[Photo-based referring expression data]
---

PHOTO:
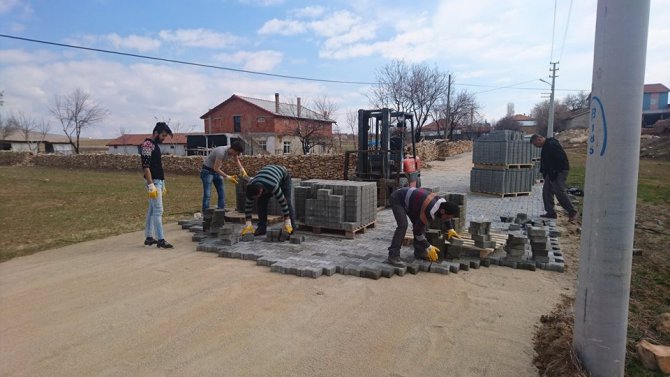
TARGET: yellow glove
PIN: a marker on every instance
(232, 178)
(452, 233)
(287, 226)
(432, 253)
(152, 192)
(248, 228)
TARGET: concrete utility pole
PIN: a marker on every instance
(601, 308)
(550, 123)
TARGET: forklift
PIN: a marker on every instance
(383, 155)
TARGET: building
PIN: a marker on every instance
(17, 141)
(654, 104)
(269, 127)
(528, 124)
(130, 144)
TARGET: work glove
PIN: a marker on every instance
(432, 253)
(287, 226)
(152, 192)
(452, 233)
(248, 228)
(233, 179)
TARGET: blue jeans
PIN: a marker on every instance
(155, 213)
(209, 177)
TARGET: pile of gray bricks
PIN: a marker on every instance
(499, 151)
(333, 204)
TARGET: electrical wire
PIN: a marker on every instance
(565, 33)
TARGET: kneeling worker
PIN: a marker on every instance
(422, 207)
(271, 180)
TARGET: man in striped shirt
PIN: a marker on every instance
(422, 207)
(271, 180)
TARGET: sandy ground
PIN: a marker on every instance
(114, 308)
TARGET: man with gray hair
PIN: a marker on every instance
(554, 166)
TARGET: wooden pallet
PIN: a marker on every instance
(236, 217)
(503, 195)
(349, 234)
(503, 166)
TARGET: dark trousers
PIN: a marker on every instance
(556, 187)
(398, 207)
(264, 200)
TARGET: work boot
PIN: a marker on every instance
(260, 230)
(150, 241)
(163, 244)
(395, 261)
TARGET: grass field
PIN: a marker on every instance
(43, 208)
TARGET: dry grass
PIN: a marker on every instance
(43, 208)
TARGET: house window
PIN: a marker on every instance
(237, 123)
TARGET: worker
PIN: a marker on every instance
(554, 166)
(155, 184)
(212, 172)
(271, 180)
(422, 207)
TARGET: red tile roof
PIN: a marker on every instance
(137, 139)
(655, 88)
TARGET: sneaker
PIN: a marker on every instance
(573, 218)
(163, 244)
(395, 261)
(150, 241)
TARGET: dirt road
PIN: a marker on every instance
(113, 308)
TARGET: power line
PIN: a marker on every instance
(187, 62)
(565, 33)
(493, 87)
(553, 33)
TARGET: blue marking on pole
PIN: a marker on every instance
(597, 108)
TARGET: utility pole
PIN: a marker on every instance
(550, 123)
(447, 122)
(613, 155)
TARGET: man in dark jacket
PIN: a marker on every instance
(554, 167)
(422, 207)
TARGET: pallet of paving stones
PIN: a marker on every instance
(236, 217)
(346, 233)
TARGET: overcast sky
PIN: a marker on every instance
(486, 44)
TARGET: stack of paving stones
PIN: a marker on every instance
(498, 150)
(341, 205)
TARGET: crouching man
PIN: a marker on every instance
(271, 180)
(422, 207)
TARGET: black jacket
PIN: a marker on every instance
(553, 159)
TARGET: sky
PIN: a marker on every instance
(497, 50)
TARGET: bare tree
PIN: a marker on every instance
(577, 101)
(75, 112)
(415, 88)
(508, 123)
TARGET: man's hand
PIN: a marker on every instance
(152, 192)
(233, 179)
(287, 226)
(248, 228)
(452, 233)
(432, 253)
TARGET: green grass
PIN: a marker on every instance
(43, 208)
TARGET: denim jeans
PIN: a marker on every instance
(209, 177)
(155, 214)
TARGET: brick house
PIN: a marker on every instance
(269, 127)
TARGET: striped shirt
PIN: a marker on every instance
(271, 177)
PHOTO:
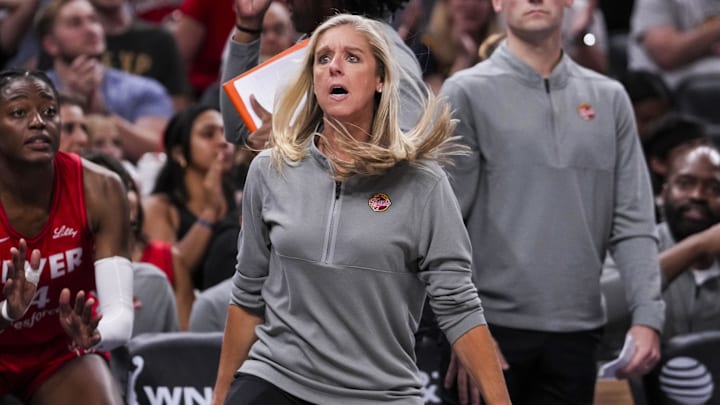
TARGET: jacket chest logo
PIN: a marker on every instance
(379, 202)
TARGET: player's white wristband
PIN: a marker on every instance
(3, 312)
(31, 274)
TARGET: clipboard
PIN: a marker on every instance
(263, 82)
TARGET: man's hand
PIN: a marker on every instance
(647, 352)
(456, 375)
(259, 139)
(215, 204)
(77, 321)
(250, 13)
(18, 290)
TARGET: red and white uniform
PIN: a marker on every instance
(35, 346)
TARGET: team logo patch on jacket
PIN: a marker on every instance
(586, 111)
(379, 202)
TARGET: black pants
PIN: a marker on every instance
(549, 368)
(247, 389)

---

**ABOUT THIS EXERCISE**. Above are the records; copy exactly the lines from the line with "TARGET: man in striped shirt" through the line with "TARGET: house window", both included.

**RESPONSE TO THIS TASK**.
TARGET: man in striped shirt
PIN: a marker on every instance
(422, 207)
(271, 180)
TARGET: sandy ground
PIN: a marker on every instance
(114, 308)
TARGET: man with gray hair
PIN: a marker on every instance
(554, 166)
TARGET: wooden pallet
PIN: a marker on every instance
(236, 217)
(503, 195)
(349, 234)
(503, 166)
TARGET: dark trousers
PIN: a marker on every instance
(556, 187)
(398, 207)
(264, 200)
TARGET: work boot
PIN: a marker on every instance
(260, 230)
(150, 241)
(163, 244)
(395, 261)
TARGET: grass field
PIN: a marker on every instance
(43, 208)
TARGET: dry grass
PIN: a marker on every instance
(43, 208)
TARGET: house window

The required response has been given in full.